> [TASK TO COMPLETE] Write out each line of the entries below that holds the word "bench".

> [DATA LISTING]
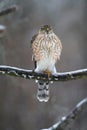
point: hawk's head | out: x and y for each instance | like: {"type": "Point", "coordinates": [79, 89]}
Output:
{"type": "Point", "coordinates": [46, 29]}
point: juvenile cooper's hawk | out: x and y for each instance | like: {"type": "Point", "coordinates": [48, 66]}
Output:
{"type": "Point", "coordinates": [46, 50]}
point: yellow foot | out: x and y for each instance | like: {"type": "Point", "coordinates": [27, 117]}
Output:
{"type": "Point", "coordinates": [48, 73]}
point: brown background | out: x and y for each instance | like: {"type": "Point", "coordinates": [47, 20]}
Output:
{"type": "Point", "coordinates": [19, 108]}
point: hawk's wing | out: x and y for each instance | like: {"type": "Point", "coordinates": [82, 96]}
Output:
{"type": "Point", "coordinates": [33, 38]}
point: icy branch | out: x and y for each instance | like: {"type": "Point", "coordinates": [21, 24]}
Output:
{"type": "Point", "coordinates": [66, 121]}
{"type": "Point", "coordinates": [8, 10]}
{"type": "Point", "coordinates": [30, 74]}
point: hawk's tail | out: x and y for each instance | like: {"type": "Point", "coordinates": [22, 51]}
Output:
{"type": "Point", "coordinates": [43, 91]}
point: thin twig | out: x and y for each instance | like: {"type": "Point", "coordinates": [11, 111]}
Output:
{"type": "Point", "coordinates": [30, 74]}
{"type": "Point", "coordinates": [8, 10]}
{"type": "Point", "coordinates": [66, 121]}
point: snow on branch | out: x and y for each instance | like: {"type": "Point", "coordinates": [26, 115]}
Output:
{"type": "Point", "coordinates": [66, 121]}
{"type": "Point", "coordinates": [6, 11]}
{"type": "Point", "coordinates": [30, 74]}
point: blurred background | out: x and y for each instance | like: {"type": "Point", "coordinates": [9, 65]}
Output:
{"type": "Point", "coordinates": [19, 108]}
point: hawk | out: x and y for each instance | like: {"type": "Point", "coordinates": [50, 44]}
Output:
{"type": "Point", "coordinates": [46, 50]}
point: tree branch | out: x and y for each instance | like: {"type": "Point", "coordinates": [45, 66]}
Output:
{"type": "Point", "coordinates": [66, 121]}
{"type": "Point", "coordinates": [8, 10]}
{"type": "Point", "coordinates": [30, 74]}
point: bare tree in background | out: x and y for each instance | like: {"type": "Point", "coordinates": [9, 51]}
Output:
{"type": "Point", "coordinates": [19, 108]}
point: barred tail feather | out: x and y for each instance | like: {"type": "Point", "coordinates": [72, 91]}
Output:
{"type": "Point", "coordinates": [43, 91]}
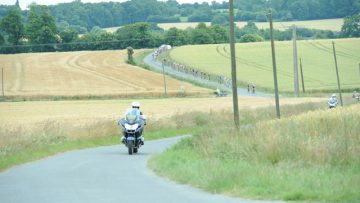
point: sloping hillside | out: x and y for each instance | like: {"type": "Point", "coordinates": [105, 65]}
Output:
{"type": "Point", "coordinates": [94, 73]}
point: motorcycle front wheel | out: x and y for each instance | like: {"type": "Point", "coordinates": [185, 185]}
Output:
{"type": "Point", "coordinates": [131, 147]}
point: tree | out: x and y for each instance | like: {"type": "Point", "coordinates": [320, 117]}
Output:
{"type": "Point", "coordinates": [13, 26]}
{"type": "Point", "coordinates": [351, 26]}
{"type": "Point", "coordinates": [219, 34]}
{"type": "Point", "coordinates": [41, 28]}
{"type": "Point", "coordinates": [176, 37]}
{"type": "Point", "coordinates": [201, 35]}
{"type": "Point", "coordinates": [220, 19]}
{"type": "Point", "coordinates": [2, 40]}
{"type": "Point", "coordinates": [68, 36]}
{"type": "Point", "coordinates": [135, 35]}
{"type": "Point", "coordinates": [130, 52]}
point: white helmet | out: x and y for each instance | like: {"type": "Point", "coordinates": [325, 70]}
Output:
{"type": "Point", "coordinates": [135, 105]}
* * *
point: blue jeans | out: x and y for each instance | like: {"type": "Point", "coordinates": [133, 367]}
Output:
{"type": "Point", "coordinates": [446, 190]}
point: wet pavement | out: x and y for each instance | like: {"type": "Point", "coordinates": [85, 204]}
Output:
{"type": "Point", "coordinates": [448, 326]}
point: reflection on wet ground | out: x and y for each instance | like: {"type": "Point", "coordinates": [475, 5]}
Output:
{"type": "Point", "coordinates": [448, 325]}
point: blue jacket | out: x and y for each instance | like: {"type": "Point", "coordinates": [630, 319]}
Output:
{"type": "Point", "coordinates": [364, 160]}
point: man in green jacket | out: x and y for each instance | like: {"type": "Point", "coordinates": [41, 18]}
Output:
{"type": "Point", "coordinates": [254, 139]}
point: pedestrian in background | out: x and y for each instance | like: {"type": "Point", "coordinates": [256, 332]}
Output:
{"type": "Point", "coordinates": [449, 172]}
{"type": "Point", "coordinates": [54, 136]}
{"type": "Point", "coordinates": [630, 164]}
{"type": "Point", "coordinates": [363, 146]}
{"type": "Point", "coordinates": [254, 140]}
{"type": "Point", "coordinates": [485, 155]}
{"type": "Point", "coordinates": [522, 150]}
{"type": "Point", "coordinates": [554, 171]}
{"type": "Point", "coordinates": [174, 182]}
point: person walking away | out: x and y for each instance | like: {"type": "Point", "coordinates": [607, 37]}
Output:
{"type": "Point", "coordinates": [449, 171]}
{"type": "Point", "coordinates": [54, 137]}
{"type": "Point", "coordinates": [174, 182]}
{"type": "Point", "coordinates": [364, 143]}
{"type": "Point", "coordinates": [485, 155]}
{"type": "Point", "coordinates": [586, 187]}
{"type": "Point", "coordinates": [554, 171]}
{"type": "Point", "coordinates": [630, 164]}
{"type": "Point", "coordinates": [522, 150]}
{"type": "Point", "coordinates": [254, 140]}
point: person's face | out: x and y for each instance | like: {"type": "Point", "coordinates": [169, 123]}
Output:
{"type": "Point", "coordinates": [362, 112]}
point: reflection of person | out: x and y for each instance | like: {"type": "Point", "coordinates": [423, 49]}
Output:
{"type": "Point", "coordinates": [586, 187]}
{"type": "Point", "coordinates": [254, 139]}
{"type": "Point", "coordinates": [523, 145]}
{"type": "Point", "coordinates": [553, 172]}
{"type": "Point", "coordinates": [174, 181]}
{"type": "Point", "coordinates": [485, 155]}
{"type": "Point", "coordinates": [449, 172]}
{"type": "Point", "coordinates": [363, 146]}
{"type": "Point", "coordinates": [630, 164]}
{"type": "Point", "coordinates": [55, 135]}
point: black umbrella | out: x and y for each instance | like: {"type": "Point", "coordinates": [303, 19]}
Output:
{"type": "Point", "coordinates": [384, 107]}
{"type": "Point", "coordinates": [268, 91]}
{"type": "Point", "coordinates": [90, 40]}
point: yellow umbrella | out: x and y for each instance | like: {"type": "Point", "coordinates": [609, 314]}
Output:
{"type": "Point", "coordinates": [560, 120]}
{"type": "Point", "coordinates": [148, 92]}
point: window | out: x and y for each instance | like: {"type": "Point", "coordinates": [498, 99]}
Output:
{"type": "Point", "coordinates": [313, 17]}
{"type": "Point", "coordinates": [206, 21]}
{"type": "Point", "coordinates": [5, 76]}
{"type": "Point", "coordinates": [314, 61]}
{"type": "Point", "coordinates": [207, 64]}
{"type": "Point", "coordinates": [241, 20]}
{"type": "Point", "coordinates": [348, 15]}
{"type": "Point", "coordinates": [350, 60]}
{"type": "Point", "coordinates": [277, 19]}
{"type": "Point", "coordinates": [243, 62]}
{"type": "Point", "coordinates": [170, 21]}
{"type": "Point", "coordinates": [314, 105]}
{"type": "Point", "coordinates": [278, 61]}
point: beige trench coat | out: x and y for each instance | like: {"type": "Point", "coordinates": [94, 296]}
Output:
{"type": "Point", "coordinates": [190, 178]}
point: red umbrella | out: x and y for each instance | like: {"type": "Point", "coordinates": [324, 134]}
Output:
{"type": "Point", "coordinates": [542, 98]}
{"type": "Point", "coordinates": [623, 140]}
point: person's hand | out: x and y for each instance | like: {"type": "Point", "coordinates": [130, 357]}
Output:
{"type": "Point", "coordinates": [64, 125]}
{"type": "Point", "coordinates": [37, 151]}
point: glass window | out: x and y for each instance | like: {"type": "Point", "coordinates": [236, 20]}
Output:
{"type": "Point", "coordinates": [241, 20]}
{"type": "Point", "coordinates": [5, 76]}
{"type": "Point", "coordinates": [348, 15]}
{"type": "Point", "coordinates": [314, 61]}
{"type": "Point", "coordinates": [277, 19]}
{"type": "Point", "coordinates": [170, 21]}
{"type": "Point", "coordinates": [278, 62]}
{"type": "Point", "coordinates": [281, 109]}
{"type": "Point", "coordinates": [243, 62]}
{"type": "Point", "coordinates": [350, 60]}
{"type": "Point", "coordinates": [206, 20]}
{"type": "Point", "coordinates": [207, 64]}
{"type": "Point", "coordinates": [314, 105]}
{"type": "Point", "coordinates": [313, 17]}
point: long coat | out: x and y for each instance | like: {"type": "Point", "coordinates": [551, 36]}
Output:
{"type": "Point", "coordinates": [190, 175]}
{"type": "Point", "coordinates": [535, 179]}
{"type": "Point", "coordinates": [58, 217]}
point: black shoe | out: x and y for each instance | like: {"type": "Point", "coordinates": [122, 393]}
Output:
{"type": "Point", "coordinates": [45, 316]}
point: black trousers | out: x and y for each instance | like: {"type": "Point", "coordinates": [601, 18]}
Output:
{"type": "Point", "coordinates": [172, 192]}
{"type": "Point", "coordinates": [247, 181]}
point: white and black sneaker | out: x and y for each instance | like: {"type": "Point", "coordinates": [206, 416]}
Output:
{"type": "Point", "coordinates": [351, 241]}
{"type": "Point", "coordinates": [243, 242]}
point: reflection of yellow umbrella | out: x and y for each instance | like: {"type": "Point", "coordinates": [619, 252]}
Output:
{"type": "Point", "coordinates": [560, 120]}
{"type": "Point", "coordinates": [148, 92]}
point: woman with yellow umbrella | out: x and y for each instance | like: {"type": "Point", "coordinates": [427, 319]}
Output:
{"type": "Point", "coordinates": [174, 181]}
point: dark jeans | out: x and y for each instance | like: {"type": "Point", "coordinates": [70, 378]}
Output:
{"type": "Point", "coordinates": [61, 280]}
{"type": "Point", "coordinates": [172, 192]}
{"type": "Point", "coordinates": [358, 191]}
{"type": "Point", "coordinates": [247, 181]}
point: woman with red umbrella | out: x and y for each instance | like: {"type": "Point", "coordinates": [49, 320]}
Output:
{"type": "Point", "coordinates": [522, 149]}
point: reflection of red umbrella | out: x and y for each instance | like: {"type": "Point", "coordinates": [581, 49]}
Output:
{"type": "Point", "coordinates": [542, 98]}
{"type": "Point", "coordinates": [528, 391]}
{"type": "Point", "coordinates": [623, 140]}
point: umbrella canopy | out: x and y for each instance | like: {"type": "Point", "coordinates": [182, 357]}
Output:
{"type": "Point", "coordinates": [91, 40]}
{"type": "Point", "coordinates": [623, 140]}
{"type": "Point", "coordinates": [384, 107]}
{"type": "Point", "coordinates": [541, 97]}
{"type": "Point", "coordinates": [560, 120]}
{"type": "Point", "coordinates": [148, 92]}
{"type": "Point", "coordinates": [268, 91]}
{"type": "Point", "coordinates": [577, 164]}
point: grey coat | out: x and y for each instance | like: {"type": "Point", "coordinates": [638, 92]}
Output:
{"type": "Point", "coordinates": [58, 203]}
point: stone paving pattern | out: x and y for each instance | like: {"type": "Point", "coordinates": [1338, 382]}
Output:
--
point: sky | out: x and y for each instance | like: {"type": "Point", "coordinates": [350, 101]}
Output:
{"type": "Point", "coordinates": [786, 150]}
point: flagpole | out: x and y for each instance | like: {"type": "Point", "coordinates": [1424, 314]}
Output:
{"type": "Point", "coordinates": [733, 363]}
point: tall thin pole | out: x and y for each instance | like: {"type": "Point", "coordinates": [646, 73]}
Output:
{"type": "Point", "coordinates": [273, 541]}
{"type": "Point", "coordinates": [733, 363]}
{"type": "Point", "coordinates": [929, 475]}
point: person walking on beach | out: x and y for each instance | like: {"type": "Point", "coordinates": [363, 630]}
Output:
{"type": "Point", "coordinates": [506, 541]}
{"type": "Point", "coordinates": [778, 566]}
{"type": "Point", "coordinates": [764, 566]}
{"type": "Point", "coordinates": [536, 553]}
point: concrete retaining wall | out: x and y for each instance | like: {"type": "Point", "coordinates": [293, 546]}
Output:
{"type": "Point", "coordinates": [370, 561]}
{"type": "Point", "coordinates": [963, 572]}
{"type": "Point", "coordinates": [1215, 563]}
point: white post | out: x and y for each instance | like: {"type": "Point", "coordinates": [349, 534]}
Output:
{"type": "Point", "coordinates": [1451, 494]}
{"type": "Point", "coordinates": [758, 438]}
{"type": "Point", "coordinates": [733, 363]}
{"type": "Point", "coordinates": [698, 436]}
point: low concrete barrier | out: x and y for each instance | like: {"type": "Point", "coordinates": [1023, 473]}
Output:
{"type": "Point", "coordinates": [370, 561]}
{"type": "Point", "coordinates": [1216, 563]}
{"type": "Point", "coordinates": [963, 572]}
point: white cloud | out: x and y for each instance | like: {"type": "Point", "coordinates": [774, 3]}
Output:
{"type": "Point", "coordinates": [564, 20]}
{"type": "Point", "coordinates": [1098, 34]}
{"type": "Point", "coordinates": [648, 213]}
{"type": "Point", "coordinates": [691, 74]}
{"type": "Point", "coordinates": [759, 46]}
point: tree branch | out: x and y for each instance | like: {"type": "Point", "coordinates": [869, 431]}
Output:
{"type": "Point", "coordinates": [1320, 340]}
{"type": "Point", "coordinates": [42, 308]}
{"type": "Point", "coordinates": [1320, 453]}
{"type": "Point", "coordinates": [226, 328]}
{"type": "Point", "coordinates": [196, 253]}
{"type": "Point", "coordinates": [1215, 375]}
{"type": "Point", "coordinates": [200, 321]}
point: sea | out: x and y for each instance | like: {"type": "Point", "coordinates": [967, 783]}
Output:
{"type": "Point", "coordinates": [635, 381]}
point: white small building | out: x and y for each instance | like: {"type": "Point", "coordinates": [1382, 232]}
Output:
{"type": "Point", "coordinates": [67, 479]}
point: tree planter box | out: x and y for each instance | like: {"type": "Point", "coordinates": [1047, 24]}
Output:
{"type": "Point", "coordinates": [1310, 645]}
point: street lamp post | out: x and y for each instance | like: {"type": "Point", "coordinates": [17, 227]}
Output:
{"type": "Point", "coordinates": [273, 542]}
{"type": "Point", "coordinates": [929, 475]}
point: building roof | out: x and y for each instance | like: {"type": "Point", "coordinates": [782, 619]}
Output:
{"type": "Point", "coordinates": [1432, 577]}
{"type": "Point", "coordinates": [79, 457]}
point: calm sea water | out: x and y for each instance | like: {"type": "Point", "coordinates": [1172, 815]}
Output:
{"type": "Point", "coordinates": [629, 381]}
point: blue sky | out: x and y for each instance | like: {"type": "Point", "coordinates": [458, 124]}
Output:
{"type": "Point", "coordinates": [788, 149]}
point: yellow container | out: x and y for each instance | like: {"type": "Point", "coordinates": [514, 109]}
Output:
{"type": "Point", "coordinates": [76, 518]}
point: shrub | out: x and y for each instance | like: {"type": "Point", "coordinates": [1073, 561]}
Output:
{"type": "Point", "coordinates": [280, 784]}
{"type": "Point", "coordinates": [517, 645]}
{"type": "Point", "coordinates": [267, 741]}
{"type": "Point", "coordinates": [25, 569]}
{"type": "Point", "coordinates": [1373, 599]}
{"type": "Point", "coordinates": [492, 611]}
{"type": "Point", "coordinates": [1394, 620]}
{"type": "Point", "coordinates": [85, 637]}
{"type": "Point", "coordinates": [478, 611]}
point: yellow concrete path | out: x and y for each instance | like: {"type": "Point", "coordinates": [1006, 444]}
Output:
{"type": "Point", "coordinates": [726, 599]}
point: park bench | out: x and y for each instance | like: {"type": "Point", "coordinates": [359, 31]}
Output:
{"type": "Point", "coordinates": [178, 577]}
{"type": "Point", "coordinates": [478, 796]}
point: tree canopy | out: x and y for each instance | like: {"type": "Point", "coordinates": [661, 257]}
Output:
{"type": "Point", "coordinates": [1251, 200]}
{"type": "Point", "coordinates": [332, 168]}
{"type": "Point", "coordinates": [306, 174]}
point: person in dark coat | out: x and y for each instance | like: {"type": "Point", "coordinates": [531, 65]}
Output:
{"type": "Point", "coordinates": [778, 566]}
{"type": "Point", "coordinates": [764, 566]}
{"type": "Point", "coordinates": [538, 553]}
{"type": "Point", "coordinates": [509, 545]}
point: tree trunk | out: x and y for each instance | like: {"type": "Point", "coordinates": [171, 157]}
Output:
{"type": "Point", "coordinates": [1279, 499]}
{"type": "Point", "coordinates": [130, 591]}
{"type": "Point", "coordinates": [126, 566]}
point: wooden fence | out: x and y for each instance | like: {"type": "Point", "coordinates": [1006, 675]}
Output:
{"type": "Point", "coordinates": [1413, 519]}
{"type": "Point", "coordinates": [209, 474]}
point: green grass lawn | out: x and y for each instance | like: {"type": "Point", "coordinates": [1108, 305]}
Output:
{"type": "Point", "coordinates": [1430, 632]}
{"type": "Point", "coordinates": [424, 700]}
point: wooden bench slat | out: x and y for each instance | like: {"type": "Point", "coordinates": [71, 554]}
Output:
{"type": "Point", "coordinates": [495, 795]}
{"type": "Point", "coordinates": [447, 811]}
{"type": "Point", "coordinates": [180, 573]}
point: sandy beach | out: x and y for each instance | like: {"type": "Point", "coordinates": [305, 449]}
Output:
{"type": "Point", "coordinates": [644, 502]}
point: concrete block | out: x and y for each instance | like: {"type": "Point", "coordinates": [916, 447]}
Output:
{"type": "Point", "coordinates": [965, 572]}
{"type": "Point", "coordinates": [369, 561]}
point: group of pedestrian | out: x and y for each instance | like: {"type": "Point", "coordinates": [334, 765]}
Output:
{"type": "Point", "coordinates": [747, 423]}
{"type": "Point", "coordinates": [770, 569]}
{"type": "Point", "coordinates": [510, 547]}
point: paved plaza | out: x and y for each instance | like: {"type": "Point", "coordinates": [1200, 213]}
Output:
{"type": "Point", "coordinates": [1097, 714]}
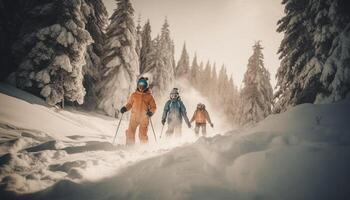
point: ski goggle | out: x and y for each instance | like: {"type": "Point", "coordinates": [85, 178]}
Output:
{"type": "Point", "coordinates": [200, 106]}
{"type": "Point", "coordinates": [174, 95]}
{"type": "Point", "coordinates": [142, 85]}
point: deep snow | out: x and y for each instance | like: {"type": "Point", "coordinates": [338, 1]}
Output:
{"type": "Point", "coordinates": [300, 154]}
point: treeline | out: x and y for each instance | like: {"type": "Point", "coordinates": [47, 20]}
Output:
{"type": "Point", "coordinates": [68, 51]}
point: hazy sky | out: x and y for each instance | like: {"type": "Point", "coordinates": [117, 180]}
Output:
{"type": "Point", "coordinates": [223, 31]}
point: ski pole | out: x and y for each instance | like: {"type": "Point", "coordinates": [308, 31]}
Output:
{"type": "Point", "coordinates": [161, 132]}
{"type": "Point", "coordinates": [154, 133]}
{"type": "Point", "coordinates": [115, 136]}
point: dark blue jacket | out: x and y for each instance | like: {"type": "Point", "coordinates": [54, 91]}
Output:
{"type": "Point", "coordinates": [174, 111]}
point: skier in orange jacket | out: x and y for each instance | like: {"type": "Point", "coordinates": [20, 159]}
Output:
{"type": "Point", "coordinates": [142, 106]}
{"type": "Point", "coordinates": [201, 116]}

> [SOLUTION TO THIS PROBLEM]
point: park bench | out: x and y for each instance | like: {"type": "Point", "coordinates": [359, 31]}
point: wooden bench slat | out: x and y for each instance | like: {"type": "Point", "coordinates": [71, 554]}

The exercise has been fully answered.